Data.
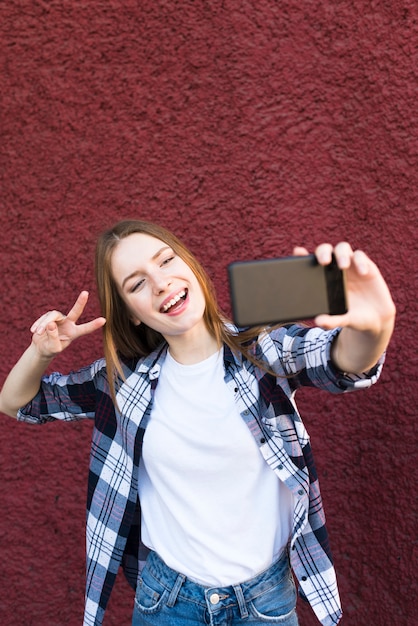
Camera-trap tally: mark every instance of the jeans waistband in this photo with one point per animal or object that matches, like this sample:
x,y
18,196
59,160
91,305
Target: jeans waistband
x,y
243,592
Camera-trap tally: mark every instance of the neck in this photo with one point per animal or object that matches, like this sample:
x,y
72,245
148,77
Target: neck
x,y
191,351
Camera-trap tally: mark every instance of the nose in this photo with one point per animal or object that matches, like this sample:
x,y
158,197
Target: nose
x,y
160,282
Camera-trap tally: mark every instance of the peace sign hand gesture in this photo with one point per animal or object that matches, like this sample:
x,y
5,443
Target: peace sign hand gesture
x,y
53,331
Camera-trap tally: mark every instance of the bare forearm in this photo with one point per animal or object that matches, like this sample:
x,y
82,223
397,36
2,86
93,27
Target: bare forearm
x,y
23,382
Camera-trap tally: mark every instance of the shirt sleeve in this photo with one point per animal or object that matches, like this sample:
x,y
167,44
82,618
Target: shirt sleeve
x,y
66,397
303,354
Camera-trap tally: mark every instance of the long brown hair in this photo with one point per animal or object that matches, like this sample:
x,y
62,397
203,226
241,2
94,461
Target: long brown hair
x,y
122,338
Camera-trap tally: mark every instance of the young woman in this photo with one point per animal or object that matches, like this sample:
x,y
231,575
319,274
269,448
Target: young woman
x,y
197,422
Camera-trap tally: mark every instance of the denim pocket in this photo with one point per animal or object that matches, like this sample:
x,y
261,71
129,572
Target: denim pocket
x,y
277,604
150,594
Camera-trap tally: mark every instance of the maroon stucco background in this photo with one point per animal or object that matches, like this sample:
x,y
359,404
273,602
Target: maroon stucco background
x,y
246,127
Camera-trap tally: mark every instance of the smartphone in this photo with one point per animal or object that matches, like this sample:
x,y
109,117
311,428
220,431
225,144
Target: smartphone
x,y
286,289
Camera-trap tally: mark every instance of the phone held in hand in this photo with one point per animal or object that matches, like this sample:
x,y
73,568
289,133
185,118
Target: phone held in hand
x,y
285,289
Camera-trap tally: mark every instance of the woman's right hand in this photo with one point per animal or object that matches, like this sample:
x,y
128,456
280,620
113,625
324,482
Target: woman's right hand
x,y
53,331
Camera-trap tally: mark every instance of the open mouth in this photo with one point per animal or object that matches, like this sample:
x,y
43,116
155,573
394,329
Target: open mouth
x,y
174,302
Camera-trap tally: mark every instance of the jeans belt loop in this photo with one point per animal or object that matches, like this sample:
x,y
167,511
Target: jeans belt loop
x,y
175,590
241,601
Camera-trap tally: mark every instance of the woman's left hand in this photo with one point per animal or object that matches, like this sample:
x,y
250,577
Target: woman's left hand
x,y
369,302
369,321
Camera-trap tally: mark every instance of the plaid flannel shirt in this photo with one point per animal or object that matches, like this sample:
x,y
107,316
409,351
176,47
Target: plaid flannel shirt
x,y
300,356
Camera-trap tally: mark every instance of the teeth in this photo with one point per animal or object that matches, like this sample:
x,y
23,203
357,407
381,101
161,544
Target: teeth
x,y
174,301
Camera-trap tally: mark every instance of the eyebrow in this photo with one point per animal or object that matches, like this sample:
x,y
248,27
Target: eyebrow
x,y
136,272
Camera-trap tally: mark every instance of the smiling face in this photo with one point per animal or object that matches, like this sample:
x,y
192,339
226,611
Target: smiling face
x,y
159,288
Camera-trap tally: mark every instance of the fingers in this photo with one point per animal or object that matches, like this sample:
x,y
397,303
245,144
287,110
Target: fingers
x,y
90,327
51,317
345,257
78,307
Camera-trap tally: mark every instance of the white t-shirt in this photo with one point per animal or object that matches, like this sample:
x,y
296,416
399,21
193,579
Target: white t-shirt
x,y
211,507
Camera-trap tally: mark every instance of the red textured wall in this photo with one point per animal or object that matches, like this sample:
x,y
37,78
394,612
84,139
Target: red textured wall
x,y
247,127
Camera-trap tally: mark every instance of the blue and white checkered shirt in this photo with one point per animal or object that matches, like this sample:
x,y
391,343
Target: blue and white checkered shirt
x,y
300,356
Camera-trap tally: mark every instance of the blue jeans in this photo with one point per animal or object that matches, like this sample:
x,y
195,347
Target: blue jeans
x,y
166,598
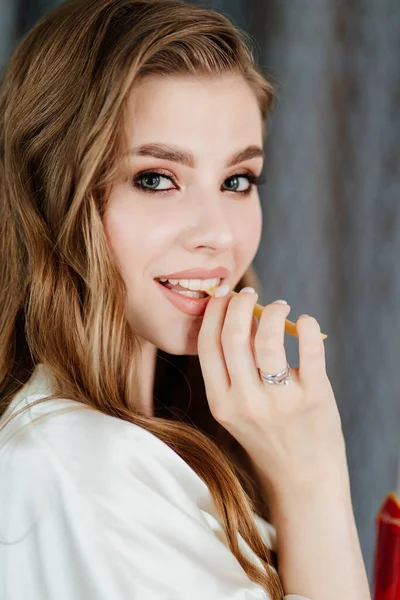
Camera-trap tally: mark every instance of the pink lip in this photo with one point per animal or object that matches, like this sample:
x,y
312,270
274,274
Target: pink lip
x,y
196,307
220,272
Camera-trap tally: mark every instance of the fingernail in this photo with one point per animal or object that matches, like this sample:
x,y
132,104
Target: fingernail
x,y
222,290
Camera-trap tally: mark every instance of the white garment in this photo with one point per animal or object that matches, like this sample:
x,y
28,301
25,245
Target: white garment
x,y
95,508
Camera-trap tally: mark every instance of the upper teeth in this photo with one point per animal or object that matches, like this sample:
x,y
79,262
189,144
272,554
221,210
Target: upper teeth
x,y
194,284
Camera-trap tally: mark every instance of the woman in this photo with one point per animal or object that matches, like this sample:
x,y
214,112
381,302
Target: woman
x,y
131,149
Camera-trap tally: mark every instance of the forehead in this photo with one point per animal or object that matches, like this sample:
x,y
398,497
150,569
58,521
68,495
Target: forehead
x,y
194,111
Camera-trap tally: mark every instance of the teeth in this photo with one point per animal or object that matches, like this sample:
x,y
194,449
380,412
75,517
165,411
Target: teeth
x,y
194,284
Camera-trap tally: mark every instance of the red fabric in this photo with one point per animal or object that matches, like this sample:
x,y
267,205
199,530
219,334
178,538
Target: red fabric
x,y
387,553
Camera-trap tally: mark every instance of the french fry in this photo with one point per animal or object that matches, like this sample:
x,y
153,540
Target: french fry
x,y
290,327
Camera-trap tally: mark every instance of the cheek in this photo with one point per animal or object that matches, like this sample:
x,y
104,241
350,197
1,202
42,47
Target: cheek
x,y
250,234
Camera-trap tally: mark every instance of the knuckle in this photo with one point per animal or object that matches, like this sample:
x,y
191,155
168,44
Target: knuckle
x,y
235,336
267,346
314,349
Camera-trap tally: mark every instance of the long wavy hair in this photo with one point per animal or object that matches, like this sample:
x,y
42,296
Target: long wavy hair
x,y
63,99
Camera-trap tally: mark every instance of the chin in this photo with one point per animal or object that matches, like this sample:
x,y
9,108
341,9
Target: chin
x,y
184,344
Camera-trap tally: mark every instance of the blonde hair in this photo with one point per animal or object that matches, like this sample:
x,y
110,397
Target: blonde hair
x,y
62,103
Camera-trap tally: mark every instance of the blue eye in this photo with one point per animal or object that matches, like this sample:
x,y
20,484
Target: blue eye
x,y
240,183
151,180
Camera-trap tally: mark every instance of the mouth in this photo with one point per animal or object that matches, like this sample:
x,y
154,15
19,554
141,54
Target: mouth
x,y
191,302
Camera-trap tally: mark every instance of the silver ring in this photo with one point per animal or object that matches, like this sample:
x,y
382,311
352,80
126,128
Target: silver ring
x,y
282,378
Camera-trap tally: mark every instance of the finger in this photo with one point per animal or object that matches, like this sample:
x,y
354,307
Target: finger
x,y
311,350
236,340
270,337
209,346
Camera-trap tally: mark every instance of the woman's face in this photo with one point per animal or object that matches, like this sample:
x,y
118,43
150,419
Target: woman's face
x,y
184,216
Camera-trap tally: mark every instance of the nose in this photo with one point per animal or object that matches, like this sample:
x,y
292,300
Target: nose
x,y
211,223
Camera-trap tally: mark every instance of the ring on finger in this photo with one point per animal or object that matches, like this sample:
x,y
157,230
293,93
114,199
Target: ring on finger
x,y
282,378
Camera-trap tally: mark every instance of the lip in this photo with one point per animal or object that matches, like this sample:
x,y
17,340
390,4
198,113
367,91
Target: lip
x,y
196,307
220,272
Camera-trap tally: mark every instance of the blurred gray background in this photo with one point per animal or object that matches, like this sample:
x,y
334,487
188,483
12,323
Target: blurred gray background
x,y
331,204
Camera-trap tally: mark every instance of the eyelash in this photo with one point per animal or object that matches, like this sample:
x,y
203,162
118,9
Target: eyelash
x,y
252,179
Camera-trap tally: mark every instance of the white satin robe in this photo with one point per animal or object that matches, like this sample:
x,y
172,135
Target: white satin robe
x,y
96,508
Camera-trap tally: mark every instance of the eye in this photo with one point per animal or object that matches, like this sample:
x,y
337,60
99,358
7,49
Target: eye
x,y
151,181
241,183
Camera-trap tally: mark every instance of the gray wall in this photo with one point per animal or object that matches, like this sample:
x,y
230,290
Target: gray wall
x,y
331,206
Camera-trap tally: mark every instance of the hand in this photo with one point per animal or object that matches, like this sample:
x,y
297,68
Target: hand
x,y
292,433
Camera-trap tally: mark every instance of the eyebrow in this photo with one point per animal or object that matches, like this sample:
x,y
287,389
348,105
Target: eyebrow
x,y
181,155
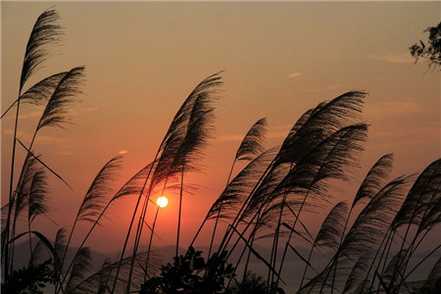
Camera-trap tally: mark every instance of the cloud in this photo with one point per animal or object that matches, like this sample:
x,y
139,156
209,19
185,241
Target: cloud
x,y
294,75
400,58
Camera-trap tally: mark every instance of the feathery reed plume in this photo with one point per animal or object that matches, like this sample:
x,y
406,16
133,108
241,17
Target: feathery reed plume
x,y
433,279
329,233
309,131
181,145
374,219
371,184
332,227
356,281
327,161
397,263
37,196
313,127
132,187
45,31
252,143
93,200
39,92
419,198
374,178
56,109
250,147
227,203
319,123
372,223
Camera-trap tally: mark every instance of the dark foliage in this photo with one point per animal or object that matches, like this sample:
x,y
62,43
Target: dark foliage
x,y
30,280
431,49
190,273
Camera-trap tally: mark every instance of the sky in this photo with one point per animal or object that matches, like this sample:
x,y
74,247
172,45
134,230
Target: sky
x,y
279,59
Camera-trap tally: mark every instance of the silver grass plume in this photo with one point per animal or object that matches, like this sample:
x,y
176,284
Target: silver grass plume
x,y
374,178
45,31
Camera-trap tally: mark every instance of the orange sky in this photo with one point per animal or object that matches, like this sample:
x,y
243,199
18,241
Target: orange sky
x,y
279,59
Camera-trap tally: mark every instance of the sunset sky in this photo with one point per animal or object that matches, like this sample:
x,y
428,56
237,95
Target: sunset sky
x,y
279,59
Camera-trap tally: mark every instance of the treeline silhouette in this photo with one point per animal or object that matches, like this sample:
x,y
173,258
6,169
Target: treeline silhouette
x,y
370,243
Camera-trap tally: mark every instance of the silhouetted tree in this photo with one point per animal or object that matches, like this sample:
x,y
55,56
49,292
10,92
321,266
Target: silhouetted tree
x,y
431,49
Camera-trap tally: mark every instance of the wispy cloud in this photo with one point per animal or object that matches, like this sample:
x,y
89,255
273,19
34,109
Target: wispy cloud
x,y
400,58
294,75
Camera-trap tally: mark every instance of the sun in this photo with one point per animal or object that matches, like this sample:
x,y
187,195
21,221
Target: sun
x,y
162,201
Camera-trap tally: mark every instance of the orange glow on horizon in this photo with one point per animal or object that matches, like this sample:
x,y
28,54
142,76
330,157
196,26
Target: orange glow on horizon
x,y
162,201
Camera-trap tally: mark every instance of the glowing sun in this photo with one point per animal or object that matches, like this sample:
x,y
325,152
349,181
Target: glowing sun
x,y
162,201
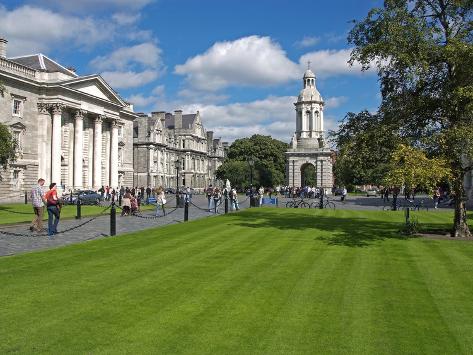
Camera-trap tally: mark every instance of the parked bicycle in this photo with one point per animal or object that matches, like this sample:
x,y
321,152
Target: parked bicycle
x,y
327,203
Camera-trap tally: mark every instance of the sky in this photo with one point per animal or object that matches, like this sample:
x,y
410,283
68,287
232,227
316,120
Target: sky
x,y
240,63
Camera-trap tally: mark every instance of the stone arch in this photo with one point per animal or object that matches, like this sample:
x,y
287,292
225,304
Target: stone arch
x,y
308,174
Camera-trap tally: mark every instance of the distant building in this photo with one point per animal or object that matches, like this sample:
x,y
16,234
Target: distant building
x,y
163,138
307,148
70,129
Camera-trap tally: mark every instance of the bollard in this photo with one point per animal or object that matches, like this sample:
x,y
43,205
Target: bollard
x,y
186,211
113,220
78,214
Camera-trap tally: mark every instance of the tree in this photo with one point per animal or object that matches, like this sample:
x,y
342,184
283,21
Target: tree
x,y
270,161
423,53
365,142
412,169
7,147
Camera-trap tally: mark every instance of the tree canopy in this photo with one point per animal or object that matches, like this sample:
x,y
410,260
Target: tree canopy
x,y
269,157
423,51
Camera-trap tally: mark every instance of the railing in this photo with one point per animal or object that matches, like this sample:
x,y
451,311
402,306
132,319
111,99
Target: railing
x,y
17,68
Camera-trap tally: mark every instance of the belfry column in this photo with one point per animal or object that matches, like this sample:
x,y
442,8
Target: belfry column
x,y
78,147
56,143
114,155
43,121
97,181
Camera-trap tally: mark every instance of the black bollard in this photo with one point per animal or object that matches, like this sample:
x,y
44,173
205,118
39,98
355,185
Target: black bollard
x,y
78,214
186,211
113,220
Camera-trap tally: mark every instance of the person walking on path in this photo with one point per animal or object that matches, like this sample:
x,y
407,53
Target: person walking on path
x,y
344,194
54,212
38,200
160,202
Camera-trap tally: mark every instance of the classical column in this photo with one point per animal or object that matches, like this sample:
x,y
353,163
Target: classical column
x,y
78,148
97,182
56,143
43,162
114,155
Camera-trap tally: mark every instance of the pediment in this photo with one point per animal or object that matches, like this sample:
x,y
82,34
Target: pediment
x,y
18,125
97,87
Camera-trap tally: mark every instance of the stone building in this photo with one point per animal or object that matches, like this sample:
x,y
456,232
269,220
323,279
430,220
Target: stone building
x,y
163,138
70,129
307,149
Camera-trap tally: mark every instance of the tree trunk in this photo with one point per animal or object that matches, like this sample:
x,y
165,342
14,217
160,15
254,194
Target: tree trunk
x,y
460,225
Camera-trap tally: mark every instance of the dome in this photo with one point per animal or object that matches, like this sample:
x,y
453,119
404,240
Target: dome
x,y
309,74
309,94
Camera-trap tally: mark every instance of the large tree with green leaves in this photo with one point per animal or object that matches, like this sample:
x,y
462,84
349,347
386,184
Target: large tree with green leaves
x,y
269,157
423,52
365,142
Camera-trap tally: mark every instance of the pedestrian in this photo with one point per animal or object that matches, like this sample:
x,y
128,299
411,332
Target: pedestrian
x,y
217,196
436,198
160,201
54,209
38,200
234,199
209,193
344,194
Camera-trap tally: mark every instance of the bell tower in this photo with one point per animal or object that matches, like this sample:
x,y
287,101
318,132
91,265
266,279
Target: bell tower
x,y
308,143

What needs to be done. Print exactly the lines from the one with "Camera-trap tally: mark every instance of the tree trunk" through the end of the data, inclusive.

Final answer.
Camera-trap tally: mark every instance of the tree trunk in this photo with one point per animal or object that matches, like this sample:
x,y
165,342
14,217
160,15
254,194
Target: tree trunk
x,y
460,225
Camera-trap tally: mark every instance of the dome in this photo with one point per animal or object that matches, like this sample:
x,y
453,119
404,240
Target: dome
x,y
309,74
309,94
Camera-trap tally: mark every instance of the large tree with green leaves in this photo with one point per animal or object that matches, like this sample:
x,y
462,84
349,347
386,184
Target: large tree with green leaves
x,y
269,157
423,52
365,142
Camera-trap tally: mark every instance of the pedestrian in this photo with one point per animal or object that matches, like this sample:
x,y
128,299
411,332
Target: pedestrian
x,y
217,196
436,198
160,201
54,209
38,200
234,199
209,193
344,194
Camera-trap tally: mark every instance of the bell tower in this photo with one point per animal or object that matches, like this sample:
x,y
287,101
318,132
91,265
266,279
Target: bell tower
x,y
308,143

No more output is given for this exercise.